Request
Pick out and copy every line in the items below that contains the string "vehicle". Matches must have the same uppercase and lowercase letters.

Input for this task
————
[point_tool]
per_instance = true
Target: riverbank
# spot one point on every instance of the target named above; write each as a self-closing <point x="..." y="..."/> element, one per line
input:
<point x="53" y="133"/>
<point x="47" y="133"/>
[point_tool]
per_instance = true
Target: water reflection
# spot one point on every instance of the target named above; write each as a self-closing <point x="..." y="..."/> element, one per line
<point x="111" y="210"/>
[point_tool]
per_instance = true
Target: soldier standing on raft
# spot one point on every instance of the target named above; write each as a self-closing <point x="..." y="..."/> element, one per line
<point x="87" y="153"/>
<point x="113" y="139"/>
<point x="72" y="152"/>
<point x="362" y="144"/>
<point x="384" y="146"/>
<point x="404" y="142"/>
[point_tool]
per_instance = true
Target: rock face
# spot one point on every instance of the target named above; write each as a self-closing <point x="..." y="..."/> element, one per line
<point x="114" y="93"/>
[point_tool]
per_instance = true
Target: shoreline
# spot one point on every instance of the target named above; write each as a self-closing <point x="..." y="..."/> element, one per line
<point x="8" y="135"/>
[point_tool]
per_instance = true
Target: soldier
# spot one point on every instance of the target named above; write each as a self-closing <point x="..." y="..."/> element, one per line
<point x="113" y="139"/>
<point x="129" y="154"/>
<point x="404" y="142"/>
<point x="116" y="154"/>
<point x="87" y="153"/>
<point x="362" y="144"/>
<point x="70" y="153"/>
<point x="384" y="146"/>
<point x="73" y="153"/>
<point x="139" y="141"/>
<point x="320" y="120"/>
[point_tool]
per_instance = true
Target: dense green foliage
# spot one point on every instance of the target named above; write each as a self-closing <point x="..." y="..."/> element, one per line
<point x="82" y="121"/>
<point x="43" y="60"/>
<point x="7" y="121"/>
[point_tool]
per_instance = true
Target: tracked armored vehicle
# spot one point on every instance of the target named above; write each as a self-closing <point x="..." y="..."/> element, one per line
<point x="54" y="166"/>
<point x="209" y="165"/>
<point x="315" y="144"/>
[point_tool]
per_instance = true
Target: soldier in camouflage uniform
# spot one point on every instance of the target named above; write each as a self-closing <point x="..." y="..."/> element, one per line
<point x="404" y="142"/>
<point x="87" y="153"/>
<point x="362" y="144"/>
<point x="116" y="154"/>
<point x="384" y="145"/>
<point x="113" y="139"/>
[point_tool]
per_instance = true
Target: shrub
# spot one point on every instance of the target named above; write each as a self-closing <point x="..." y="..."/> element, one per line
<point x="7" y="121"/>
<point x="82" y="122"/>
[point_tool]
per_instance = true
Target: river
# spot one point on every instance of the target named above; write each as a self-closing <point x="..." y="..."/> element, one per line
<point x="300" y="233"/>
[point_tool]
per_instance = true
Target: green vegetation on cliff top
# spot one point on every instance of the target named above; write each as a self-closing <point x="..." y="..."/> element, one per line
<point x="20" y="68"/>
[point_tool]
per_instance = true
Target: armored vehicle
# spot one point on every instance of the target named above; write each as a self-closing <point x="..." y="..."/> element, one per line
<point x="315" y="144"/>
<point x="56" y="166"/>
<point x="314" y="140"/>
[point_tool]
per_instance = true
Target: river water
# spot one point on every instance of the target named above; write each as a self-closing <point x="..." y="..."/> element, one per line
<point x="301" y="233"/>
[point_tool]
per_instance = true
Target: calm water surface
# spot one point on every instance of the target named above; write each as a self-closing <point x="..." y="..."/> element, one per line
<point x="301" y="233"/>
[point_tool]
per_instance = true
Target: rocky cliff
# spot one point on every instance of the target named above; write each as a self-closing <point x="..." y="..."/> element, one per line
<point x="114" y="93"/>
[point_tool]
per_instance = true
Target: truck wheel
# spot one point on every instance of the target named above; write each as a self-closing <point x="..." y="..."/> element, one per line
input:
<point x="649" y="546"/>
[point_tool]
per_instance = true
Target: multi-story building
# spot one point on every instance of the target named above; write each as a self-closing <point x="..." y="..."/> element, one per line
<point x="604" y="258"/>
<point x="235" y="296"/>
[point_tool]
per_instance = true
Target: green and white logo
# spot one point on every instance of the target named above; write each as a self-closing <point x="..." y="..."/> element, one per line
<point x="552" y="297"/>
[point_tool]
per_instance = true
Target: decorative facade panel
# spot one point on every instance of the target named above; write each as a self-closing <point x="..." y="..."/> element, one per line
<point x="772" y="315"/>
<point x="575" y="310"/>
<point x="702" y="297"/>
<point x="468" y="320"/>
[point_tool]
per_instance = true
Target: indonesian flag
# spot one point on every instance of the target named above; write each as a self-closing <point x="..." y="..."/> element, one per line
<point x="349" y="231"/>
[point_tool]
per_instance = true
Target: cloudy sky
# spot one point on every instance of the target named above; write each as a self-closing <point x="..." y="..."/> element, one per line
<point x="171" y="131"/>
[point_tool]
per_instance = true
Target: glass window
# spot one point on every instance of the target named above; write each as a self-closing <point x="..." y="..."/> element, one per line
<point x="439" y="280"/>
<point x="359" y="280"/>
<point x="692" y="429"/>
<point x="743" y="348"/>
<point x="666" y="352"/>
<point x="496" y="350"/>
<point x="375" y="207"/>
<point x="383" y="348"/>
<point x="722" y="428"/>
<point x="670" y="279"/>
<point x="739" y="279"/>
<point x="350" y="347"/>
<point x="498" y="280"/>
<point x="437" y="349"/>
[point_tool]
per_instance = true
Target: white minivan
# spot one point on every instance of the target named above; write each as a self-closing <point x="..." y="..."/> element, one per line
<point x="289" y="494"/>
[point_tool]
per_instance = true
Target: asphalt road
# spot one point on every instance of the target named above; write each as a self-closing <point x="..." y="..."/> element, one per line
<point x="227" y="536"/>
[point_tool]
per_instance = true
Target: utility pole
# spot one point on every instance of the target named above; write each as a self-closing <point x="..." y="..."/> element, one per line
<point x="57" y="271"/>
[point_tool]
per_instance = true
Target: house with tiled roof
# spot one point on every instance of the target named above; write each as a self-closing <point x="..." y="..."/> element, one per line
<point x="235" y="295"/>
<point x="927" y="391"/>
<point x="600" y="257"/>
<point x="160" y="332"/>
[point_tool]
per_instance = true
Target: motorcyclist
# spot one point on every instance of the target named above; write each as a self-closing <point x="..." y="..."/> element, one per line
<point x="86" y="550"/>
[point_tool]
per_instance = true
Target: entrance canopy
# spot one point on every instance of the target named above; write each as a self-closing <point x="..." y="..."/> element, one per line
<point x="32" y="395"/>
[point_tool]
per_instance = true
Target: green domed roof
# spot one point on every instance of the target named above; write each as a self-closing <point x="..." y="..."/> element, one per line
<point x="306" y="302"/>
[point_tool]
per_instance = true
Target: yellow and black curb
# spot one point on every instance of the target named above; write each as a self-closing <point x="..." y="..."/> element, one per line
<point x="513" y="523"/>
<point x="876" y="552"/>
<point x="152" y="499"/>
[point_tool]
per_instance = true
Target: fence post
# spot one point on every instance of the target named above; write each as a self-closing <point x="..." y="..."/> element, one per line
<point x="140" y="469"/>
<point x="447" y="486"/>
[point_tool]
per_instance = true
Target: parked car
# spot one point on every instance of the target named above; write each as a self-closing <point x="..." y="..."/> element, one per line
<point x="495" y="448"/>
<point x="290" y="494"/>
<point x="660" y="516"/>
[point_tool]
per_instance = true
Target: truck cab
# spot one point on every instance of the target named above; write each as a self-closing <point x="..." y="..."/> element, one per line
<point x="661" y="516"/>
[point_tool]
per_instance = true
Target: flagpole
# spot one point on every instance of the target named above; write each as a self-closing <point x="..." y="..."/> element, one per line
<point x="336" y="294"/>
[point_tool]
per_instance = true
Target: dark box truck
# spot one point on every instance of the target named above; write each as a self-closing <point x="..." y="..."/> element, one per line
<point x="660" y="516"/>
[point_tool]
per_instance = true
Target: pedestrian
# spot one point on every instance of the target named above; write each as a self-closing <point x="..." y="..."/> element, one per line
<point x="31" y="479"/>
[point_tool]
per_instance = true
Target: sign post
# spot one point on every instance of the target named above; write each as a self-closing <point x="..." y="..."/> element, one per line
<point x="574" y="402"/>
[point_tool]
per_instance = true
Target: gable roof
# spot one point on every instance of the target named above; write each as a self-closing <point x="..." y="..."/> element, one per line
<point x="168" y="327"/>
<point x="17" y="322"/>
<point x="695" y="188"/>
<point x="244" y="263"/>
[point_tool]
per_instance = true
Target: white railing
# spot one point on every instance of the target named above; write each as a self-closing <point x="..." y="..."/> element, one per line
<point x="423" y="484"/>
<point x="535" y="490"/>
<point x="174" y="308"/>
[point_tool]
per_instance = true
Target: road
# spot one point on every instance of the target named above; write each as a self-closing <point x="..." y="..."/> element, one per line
————
Solution for this exercise
Target: tracked armored vehicle
Target: armored vehicle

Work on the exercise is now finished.